Hayatımızı Nelere Rağmen Ve Nasıl İnşa Ediyoruz?
Bak, ne anlatacağım. Tesadüfen bir yazıya denk geldim tamam mı? İnanılacak şey değil. Anlatacağım yazıyı, resmen
Rüya Tabirleri diye okumuştum. Gerçekten… Eğer Riya
Tabirleri diye okusaydım, ilgilenir miydim, bilmiyorum. Gene
konuya bodoslama tersinden başladım değil mi? Heyecanlıyım da biraz... Ne olur
kusuruma bakma benim. Bildiğim aylardan Haziran, günlerden Çarşamba...
Bu sabah... İşim nasıl başımdan aşkındı
anlatamam. Sanal alemde bir ara, Riya Tabirleri’ne denk geldim.
Ayakta bile rüya görmeye meyilli bünyem dürttü beni. Merak ettim.
Riyayı rüya diye anlayınca ne yazıyor diye okumak amacıyla, işe az biraz
ara verdim. Okumaya başladım.
“Riya Tabirleri sitesi, yeryüzünde adalet diye bir derdi olanlar için kuruldu. Olmayanın başına da bu derdi sarmak için.”

Kayıtlar:
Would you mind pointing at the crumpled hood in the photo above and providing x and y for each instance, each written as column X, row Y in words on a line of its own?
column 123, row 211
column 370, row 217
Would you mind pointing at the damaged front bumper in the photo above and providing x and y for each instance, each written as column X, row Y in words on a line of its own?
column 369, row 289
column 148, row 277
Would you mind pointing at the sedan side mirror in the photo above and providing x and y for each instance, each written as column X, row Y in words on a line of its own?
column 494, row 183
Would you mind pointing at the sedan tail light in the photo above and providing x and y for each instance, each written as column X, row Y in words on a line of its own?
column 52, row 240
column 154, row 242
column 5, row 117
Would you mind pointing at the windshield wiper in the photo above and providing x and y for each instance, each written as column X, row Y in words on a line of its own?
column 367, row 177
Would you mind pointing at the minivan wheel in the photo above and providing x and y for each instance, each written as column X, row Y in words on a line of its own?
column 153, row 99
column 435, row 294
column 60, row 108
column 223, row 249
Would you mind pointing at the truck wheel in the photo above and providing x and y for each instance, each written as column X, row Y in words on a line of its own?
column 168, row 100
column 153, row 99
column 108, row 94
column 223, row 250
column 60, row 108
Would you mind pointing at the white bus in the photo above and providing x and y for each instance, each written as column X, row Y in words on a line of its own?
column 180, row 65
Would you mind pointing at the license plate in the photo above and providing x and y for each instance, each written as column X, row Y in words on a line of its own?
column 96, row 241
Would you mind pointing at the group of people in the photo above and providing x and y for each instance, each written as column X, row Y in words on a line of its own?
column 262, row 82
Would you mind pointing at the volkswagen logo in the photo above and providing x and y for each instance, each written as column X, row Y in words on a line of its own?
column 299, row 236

Görev:
Verilen metne göre Riya Tabirleri sitesi kimler için kurulmuş? Kayıtların metinle hiçbir ilgisi yok.

Çözüm:
Yeryüzünde adalet diye bir derdi olanlar için kurulmuş.